-- begin --

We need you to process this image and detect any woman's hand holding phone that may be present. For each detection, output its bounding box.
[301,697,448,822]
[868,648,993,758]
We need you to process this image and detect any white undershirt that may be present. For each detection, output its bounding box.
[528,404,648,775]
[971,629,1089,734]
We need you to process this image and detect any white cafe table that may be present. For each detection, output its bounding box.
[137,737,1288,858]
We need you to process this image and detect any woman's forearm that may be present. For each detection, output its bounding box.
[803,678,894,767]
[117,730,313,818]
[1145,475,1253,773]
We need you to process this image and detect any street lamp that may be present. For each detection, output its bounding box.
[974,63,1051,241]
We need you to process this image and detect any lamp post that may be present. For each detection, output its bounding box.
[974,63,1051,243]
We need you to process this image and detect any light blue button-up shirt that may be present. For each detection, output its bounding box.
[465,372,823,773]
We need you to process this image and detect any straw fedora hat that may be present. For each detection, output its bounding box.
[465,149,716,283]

-- end --
-- begin --

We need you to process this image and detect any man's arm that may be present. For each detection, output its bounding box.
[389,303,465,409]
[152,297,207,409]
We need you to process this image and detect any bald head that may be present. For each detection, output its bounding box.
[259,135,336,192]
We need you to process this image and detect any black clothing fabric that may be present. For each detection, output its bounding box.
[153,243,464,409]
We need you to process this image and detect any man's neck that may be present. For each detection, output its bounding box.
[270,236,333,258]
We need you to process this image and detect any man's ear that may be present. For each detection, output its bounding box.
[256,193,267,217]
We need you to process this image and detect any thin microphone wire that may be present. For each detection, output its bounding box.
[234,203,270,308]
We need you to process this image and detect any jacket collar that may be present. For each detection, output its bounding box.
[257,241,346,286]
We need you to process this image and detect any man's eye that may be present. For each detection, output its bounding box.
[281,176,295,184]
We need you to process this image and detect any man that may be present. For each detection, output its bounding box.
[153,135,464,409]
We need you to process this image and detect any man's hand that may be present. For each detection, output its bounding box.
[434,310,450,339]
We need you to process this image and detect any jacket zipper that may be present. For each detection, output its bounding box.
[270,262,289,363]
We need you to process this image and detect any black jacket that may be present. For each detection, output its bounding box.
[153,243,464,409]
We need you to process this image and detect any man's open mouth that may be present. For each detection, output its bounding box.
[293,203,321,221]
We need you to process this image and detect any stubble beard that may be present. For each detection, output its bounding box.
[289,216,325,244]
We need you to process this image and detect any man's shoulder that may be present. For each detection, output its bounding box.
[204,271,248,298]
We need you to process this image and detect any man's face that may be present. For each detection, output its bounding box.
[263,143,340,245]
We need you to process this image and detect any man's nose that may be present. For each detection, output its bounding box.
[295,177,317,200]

-- end --

Task:
Copy out the items word for word, beginning at the line that contains "any man's shoulder" and stopping after the line that contains "[295,177,317,200]". Include both of those lines and nothing else.

The output:
We need you to process this image and detect any man's shoulder that may be present. For each detection, output its bounding box.
[204,271,248,298]
We need you to process this image and detect any man's face that may be present. For each detection, output its bounding box.
[263,143,340,245]
We need you to process this image and detect any man's nose that may be present. For each detection, output its bounding box.
[295,177,317,200]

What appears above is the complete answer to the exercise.